===== Input records =====
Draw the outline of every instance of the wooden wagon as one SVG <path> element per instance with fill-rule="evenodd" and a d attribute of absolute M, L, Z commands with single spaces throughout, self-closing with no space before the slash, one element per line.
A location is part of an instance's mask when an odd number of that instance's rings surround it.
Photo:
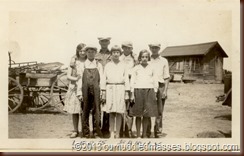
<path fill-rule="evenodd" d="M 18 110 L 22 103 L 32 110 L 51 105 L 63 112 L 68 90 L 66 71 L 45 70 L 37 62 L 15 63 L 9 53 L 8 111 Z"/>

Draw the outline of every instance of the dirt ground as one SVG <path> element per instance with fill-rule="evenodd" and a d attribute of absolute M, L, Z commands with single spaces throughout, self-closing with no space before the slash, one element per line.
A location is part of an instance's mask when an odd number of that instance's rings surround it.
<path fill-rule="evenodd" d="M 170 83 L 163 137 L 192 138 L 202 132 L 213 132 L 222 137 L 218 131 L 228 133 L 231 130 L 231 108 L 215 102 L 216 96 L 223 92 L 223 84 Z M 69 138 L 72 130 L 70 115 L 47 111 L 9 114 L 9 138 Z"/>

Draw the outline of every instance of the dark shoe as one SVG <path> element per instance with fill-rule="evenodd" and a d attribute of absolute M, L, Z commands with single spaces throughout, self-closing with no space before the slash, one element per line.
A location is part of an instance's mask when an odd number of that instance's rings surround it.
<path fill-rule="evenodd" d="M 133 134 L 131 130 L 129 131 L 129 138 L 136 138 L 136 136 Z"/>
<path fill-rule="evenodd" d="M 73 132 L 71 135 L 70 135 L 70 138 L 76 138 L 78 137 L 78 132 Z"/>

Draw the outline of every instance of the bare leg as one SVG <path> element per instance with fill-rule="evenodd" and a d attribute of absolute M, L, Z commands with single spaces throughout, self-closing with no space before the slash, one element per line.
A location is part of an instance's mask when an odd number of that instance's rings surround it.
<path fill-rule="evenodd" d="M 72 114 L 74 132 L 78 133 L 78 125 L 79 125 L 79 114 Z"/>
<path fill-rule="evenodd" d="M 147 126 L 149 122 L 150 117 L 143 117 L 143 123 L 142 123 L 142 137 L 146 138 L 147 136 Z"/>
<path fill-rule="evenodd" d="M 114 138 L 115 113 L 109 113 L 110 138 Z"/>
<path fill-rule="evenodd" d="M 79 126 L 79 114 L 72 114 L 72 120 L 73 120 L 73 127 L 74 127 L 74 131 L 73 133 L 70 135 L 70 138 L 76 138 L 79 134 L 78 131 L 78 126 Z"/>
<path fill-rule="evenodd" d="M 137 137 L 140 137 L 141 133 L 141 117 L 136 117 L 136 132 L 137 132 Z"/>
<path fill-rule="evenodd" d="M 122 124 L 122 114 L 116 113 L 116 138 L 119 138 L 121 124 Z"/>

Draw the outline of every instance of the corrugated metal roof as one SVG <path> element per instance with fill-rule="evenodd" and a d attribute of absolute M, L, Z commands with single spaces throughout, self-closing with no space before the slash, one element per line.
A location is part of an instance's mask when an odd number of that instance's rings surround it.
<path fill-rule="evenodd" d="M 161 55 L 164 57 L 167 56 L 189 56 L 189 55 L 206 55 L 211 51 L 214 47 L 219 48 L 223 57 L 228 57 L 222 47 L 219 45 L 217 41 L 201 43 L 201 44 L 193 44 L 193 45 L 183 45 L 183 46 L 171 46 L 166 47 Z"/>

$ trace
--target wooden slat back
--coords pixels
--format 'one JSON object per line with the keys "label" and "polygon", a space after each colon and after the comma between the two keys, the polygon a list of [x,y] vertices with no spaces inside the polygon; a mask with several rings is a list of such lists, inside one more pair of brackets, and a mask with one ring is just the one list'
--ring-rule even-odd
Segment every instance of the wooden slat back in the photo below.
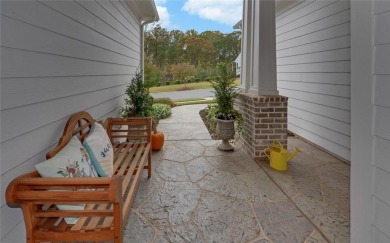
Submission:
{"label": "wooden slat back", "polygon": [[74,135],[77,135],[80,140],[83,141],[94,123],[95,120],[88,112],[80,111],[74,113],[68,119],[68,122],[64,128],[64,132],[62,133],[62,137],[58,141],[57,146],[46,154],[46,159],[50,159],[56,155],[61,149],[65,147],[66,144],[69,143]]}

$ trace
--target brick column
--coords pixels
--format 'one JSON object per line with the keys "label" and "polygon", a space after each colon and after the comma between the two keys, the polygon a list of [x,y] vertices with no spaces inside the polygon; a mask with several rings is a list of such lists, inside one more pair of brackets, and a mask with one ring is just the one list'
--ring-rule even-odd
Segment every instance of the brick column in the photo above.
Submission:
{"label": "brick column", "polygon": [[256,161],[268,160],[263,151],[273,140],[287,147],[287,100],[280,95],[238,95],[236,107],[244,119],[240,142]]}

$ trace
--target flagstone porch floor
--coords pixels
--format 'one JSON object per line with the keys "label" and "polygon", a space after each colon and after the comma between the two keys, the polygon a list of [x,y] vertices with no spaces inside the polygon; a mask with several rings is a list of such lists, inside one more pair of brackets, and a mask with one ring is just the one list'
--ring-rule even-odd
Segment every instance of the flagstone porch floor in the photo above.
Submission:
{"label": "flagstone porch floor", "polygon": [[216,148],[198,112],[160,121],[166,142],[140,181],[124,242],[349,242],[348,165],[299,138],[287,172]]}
=====
===== Input records =====
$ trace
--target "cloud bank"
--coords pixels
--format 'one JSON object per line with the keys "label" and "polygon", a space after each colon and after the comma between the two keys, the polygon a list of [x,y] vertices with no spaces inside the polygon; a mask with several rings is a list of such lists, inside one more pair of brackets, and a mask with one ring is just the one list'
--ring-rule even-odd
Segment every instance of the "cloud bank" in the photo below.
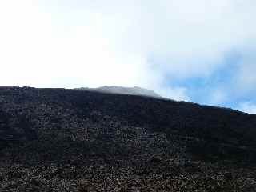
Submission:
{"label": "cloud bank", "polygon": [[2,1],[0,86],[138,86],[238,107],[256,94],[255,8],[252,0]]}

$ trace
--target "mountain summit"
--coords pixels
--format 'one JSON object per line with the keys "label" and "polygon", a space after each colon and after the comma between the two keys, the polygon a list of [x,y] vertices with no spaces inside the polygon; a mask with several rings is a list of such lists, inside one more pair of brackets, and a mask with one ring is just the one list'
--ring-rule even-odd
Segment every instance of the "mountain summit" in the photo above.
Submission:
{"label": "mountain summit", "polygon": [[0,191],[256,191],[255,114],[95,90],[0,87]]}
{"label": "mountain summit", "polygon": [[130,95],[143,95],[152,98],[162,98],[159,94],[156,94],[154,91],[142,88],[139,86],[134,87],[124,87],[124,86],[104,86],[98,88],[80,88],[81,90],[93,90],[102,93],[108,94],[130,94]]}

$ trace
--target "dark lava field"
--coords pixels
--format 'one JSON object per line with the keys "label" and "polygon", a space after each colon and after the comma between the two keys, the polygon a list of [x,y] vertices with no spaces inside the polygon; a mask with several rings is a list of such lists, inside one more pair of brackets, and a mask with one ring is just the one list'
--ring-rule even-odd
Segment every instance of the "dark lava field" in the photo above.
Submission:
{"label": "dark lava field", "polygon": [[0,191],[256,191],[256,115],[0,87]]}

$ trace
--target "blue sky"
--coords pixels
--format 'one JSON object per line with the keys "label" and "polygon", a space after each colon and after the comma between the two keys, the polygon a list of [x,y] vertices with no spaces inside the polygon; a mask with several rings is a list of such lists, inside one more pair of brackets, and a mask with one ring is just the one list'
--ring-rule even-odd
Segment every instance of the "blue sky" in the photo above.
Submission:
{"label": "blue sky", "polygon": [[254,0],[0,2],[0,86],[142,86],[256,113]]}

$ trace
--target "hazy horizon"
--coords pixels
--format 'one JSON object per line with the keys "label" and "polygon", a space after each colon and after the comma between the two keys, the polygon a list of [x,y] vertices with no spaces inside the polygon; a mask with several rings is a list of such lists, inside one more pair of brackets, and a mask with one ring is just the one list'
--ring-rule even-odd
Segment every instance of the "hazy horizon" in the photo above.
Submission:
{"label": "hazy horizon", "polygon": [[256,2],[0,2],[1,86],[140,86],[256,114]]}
=====
◆ **Set problem**: Filter the material above, keeping every line that contains the string "back". Case counts.

◆ **Solution**:
--target wooden slat back
Segment every instance of the wooden slat back in the photo below.
{"label": "wooden slat back", "polygon": [[74,135],[77,135],[80,140],[83,141],[94,123],[95,120],[88,112],[80,111],[74,113],[68,119],[68,122],[64,128],[64,132],[62,133],[62,137],[58,141],[57,146],[46,154],[46,159],[50,159],[56,155],[61,149],[65,147],[66,144],[69,143]]}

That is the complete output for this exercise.